A “Crítica da Razão Prática” não fala de uma intuição sensível, de formas de sensibilidade, nem tem, – na terminologia de Kant, – uma “Estética Transcendental”, porque, enquanto as funções de conhecimento têm como fundamento a sensibilidade espaço-temporal, a faculdade prática e a atividade moral opõem-se a toda determinação sensível. O tempo é uma forma aplicável a fenômenos, aplicável a objetos a conhecer. A alma humana, a consciência humana moral, a vontade livre, são alheias ao espaço e ao tempo. O elemento sensível no comportamento moral não pode ser pressuposto mas, ao contrário, deve ser deduzido da racionalidade pura.
Dever racional: Na “Metafísica da Ética” (1797) Kant descreveu seu sistema ético, o qual está baseado em uma crença de que a razão é a autoridade final para a moralidade. A moral não poderia ter fundamento em observação dos costumes, ou em qualquer fórmula empírica. Não sendo conhecimento, despida, portanto, de tudo que seja empírico, “a moral é concebida como independente de todos os impulsos e tendências naturais ou sensíveis”… a moral “seria estabelecida pela razão” como reguladora da ação. Ações de qualquer tipo, ele acreditava, precisam partir de um sentido de dever ditado pela razão, e nenhuma ação realizada por interesse ou somente por obediência a lei ou costume pode ser considerada como moral.
Mandamentos. Kant descreveu duas classes de mandamentos dados pela razão. Todo ato, no momento de iniciar-se aparece à consciência moral sob a forma de uma dessas duas classes, ou de um desses dois tipos, de mandamentos que ele chama “imperativos hipotéticos” e “imperativos categóricos”. Ele distingue os imperativos categóricos dos imperativos hipotéticos do seguinte modo. O imperativo hipotético dita um dado curso de ação para se chegar a um fim específico; o imperativo categórico dita o curso da ação que precisa ser seguida devido a sua correção e necessidade.
Imperativo hipotético. Os imperativos hipotéticos estão subordinados a uma condição: correspondem a ações como meio de evitar tal ou qual castigo, ou para obter tal ou qual recompensa. Enunciam um mandamento subordinado a determinadas condições (se queres sarar, toma o remédio), enquanto o imperativo categórico é inteiramente desvinculado de qualquer condição.
Imperativo categórico. Como é formulado o imperativo categórico? O imperativo categórico é a base da moralidade e foi colocado por Kant nessas palavras: “Aja como se a máxima de sua ação fosse para tornar-se pela sua vontade uma lei natural geral” o que é o mesmo que: “Age de tal maneira que o motivo que te levou a agir possa ser convertido em lei universal” ou ainda “Age de maneira que possas querer que o motivo que te levou a agir seja uma lei universal”.

▶ [Tarefa A]
Edite os registros a partir da linha que contém "Place a point on every instance of the necktie" até a linha que contém "pixel 195 362", inclusive, trocando "necktie knot" por "tie knot" e mantendo todo o resto igual.
O trecho e os registros não têm nenhuma relação entre si.

▶ [Registros brutos]

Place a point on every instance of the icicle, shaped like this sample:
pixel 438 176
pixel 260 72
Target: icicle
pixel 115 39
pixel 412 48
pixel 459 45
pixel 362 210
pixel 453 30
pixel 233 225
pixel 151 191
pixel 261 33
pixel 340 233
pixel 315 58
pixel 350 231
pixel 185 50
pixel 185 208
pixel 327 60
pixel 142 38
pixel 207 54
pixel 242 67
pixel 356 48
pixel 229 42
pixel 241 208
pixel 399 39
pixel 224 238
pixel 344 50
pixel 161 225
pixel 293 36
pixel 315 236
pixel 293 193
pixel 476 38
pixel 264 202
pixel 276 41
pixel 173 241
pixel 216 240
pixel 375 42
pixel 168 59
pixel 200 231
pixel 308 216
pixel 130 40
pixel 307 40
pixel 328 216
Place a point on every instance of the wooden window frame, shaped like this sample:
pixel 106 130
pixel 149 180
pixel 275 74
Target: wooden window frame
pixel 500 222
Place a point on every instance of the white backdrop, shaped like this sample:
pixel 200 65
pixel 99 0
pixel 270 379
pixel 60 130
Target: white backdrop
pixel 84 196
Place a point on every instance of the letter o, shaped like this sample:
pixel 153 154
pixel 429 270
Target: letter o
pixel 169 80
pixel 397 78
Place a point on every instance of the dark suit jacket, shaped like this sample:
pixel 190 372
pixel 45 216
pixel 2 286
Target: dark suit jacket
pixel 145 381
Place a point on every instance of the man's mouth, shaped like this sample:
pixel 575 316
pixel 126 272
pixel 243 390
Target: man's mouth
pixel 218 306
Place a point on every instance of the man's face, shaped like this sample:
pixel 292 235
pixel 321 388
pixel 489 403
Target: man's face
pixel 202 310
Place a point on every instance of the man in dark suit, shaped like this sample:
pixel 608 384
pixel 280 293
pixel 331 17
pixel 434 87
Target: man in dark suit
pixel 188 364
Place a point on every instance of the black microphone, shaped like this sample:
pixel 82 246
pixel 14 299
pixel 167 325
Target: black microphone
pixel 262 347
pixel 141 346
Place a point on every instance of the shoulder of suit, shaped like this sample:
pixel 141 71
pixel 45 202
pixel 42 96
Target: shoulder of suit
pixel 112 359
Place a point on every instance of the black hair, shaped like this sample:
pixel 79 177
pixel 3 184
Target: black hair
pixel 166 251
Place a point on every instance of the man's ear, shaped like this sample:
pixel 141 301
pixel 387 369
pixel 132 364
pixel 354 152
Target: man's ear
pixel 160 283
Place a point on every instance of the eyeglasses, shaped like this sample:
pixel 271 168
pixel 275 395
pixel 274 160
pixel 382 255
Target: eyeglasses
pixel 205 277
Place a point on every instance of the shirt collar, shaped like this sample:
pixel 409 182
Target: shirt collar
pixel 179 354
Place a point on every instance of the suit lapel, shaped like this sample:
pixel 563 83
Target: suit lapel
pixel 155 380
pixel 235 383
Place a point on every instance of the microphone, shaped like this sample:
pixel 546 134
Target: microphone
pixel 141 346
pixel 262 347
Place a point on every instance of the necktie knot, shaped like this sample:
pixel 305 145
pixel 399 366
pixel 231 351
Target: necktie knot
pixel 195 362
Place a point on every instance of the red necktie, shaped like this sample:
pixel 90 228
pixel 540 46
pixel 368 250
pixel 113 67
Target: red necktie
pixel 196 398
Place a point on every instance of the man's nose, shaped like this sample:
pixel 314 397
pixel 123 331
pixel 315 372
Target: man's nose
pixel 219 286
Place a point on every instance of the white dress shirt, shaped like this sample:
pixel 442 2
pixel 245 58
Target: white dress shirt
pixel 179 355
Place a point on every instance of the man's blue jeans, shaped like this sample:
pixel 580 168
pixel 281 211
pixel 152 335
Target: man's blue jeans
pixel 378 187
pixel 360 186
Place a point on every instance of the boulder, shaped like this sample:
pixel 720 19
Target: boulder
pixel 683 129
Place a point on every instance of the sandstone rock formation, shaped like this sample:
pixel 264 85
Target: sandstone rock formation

▶ [Tarefa B]
Liste as formulações do imperativo categórico que o trecho sobre a ética de Kant cita entre aspas.

▶ [Resposta esperada A]
Place a point on every instance of the tie knot, shaped like this sample:
pixel 305 145
pixel 399 366
pixel 231 351
Target: tie knot
pixel 195 362

▶ [Resposta esperada B]
- “Aja como se a máxima de sua ação fosse para tornar-se pela sua vontade uma lei natural geral”
- “Age de tal maneira que o motivo que te levou a agir possa ser convertido em lei universal”
- “Age de maneira que possas querer que o motivo que te levou a agir seja uma lei universal”